Start of INPUT DATA

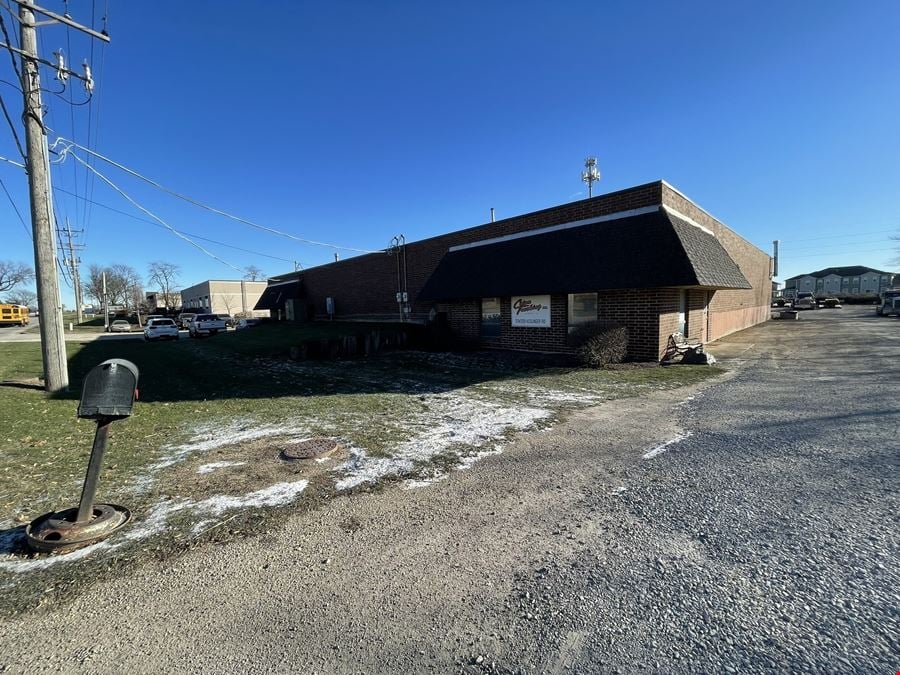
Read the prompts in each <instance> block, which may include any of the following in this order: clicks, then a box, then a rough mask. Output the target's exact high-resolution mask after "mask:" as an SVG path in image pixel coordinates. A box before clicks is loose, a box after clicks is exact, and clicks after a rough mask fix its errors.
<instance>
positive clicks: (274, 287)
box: [248, 279, 298, 288]
mask: <svg viewBox="0 0 900 675" xmlns="http://www.w3.org/2000/svg"><path fill="white" fill-rule="evenodd" d="M297 281H298V280H297V279H288V280H287V281H279V282H277V283H274V284H269V285H268V286H266V288H275V287H276V286H286V285H287V284H295V283H297ZM248 283H249V282H248ZM257 283H260V282H257Z"/></svg>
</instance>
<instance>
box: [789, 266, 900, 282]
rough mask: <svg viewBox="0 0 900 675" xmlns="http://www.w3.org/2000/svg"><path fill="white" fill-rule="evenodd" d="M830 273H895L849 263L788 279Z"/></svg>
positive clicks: (823, 275)
mask: <svg viewBox="0 0 900 675" xmlns="http://www.w3.org/2000/svg"><path fill="white" fill-rule="evenodd" d="M829 274H835V275H837V276H839V277H858V276H860V275H863V274H887V275H891V274H894V273H893V272H883V271H881V270H876V269H872V268H871V267H864V266H863V265H848V266H847V267H826V268H825V269H824V270H819V271H818V272H810V273H809V274H798V275H797V276H795V277H791V278H790V279H787V281H791V279H802V278H803V277H815V278H816V279H821V278H823V277H827V276H828V275H829Z"/></svg>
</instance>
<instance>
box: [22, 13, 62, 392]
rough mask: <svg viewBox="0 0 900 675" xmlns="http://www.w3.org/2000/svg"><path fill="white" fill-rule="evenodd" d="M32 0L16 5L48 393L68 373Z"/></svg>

End of INPUT DATA

• [TASK TO CARRY OUT]: Output the records above as they stand, from the first line to the line with "positive clicks: (274, 287)", inclusive, and exclude the pictures.

• [SOLUTION BELOW]:
Read the prompts in each <instance> block, which may include any of the following in this order: clicks, then a box, then a rough mask. Output the target's exact high-resolution mask after "mask:" as an SVG path in image pixel coordinates. A box before clicks is loose, a box after clicks is exact, and clicks after a rough mask fix its errors.
<instance>
positive clicks: (274, 287)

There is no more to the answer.